After completing his first semester of the program, Hayes traveled back to Japan once more, where he spent three months assisting two veterinary ophthalmologists with “wrangling” wild boar—or inoshishi in Japanese—and mice in the jungles of Fukushima.

“The reason why they were ophthalmologists was that cataracts and cataractogenesis is a hallmark of radiation dose, it's deterministic effect of radiation exposure,” explained Hayes. “They were looking at the lenses of the eyes, looking for lenticular opacities, trying to figure out if there was a dose response from the exposures that these animals were receiving, in the exclusion zone.”

Hayes also took blood samples, harvesting them from 258 wild boars for his own graduate research. He brought the samples to REAC/TS, where he analyzed them, going back and forth between the REAC/TS site in Oak Ridge, Tennessee, back to Fukushima, and even studying macaques at the Wake Forest Primate Center. This research was so promising that Hayes continued it into his doctoral work.

“And so long story short, I somehow went from mice and boar, to working here at REAC/TS,” said Hayes.

________

Task set:
A - In the passage on Hayes's Fukushima research, how many wild boars did Hayes take blood samples from?
B - Retype the passage on Hayes's Fukushima research, starting with "After completing his" and going on through "jungles of Fukushima.".
C - Write what comes next in the passage on Hayes's Fukushima research, picking up after its last sentence.

Natural language descriptions of regions
________

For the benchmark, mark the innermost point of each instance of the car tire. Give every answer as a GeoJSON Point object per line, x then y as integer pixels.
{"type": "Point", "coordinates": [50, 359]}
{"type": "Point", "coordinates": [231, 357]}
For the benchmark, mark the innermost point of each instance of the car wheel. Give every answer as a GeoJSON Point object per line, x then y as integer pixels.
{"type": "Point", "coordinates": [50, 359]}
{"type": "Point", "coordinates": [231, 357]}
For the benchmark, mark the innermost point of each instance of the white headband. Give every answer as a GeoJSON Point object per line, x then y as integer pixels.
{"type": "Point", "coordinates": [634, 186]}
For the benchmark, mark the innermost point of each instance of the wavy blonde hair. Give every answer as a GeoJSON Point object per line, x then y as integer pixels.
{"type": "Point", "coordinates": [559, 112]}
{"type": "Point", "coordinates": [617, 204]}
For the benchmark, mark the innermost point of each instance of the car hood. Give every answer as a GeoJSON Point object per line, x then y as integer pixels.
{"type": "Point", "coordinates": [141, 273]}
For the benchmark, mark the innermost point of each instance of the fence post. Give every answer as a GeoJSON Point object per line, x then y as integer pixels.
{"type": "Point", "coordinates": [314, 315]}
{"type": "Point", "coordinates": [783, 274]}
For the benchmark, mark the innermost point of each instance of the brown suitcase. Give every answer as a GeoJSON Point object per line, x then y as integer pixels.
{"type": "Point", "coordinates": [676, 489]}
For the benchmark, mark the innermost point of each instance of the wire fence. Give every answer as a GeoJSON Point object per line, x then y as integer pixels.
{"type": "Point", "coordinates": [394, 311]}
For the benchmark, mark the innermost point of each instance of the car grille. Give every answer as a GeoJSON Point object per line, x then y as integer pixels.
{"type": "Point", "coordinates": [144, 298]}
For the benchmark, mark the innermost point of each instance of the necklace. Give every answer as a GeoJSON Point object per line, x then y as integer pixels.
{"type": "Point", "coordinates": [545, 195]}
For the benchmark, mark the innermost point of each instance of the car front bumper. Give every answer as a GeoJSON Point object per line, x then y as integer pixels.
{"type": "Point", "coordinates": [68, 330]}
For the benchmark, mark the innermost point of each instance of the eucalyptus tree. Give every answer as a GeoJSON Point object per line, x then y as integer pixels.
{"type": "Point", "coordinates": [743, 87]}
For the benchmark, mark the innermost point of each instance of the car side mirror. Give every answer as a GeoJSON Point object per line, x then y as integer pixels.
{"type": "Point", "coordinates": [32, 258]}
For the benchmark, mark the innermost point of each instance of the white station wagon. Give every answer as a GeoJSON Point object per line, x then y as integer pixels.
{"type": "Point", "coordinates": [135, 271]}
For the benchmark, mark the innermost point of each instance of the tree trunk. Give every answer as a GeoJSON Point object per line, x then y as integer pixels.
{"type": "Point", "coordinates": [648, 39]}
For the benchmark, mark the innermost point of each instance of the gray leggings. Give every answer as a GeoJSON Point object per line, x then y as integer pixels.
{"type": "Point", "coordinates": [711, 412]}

________

Answers by item number:
A - 258

B -
After completing his first semester of the program, Hayes traveled back to Japan once more, where he spent three months assisting two veterinary ophthalmologists with “wrangling” wild boar—or inoshishi in Japanese—and mice in the jungles of Fukushima.

C -
The goal of this research is simply to know more. Ultimately, health physicists hope to be able to have more methods of assessing dose or assessing biochemical changes after a person has been exposed to radiation. As more data is collected, researchers will be able to find more accurate methods of field dose assessment for radiation emergencies. Currently, the gold standard for emergency dose assessment is the dicentric chromosome assay. While this form of dose assay is accurate, a drawback is that it’s time-consuming.

Hayes has been with REAC/TS officially since 2022. 

“I'm very excited about this organization. It's a catchall, right?” he said. “The hallmark emergency response is ‘if it exists, there also exists the opportunity for an accident to happen with it.’ So being in emergency response, we have the opportunity to interact with all aspects of radiation sciences, everything from non-ionizing radiation from EMF towers. We've gotten calls from folks that are changing light bulbs on our radio frequency towers. We've gotten calls from people working with actinium 225 in medical settings. We've gotten calls from folks working with the lesser talked about aspects of military applications. We've gotten calls from people that are questionably saying that they've been irradiated by satellites. It really is the catch-all. And I think that variety of applications within health physics is what has attracted me to this particular position.”

Even when Hayes is awakened by a 3 a.m. phone call asking for radiation expertise, he’s excited to do what he loves.

“I might have to slap myself a couple times to wake up, but hey, this might actually be an opportunity for us to do some good, make some changes, do something significant within our field,” he said.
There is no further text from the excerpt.